◆ WORK INSTRUCTIONS
A. List each different number written in digits in the text about weight-loss surgery after age 60.
B. Write the next part of the text about weight-loss surgery after age 60, picking up after the heading it ends on.

◆ PROVIDED TEXT
Dr. Sasse is a regular contributor at Sixty and Me, an online community with 500,000 women over age 60. In a recent post, he answers a common question among those considering metabolic surgery—how much weight can someone expect to lose following weight-loss surgery?
From the Post
Dr. Sasse clarifies that while pounds lost is an important number, there are other equally important outcomes from weight loss surgery.
“The good news is that all the main procedures have now been around for many years. Researchers have extensively studied these surgeries among seniors in large databases across many countries, and outcomes among millions of people have been evaluated. One of the first take-home points before we get to the expected specific number of pounds, is that the studies show unambiguously that individuals over 60 having weight loss surgery, or metabolic surgery as we call it, live longer and healthier lives.”
He includes several large-scale studies, concluding that “…regardless of the specific number of pounds we can expect to lose, we know definitively that health is improved and risks are reduced by this safe, 45-minute procedure.”
But What About Expected Weight Loss?

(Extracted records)
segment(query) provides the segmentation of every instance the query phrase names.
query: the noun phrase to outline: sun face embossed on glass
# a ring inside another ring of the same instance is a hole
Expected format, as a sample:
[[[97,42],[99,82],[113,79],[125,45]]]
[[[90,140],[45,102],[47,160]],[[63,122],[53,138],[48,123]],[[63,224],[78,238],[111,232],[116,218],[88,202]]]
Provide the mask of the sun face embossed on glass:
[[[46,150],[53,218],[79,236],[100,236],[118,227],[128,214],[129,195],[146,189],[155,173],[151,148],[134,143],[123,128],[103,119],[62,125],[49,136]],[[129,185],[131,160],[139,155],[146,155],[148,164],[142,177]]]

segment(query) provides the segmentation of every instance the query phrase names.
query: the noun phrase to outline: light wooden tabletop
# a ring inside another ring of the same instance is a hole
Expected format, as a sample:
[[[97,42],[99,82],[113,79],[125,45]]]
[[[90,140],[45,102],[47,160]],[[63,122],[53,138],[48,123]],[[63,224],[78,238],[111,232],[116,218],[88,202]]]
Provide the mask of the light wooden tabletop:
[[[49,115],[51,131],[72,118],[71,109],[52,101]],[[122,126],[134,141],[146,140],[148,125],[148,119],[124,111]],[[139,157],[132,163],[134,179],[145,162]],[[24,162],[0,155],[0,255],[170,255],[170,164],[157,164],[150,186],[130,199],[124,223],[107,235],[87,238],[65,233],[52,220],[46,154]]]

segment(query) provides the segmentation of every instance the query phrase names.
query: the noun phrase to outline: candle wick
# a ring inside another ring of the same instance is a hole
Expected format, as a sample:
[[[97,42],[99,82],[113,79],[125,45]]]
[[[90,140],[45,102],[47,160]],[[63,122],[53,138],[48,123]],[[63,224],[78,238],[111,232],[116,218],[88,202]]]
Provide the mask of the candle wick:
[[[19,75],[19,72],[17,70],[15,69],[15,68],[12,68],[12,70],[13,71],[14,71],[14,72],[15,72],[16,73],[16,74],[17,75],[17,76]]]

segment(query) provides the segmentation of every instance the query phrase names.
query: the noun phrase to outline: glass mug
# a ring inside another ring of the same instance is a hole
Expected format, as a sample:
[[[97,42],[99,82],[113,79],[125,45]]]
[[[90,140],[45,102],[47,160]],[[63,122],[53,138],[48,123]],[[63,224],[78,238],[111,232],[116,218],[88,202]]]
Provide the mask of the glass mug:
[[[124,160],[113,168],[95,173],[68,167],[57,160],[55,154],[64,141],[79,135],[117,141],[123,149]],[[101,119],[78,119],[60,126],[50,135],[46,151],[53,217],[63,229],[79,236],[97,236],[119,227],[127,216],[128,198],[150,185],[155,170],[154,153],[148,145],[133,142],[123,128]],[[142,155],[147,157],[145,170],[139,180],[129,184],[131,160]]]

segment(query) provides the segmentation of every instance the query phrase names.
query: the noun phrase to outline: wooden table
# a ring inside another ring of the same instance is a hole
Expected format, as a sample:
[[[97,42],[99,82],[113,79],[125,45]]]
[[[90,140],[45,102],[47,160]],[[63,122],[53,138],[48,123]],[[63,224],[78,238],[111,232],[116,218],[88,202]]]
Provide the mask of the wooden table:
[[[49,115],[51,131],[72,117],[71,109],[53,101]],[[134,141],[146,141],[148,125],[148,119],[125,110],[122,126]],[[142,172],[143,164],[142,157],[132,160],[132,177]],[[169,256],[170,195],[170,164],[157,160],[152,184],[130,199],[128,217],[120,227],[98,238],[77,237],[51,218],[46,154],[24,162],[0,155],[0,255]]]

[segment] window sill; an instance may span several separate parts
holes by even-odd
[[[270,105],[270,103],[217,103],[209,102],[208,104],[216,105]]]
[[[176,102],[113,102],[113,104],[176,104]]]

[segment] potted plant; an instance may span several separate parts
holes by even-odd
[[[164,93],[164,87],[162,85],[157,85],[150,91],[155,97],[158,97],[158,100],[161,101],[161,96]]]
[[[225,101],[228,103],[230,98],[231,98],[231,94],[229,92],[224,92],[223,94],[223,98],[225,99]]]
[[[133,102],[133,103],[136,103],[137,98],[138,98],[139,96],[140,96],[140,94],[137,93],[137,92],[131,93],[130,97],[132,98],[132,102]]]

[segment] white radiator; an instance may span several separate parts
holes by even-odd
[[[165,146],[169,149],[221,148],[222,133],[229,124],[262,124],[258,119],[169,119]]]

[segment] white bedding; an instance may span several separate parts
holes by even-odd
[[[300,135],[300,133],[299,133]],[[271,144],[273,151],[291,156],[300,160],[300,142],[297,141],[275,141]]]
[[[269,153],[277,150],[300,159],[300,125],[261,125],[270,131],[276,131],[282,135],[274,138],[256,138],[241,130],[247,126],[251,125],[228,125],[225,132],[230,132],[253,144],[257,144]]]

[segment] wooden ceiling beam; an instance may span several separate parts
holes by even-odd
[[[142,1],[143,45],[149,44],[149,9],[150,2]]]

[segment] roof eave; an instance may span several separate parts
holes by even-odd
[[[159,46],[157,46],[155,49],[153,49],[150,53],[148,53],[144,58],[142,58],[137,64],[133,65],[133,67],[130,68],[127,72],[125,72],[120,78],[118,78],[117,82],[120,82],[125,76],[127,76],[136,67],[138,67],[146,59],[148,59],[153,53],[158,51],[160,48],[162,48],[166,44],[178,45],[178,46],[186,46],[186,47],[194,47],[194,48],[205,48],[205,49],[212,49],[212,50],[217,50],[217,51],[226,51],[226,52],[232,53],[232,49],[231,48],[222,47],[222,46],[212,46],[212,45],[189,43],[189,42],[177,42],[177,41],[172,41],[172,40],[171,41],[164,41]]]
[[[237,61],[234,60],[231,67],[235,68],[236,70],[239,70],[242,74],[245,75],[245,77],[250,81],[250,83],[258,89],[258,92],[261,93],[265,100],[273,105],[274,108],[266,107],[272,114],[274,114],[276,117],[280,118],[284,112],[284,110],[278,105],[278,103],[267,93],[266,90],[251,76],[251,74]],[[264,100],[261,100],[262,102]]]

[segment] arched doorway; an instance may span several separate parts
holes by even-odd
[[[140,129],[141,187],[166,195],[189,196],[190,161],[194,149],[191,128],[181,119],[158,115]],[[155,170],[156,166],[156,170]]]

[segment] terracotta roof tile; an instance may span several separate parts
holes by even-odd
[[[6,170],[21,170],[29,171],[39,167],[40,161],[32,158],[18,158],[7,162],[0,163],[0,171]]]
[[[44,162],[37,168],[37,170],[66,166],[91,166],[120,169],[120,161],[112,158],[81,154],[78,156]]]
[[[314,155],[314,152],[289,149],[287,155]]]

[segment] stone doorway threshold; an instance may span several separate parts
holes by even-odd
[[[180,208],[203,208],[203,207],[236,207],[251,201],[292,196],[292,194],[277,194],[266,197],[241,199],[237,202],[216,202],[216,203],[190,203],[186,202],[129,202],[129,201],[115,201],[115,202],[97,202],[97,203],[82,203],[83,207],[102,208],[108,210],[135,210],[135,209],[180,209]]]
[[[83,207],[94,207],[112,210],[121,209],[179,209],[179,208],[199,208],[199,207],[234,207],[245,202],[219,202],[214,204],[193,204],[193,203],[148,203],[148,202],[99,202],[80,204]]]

◆ REPLIES
A.
500,000
60
45

B.
“The exact number of pounds lost varies a lot from person to person, and there is also variability among the different types of procedures. For the most often performed procedure in the United States, the laparoscopic sleeve gastrectomy, most studies show that the amount of weight lost is around 65 or 70% of excess body weight (EBW).”
Dr. Sasse shares a useful example. “Let us take an example of a person who weighs 280 pounds. After surgery, that person loses 25% of total body weight, or around 70 pounds. That same person had around 100 extra pounds before surgery and lost 70% of excess body weight, or 70 pounds.”
He also clarifies that additional weight can be lost. “Dedication to a seven-days-a-week habit of exercise will enhance the weight that is lost, and sticking to a healthy long-term diet that emphasizes vegetables and proteins over carbohydrates will also help that effort.”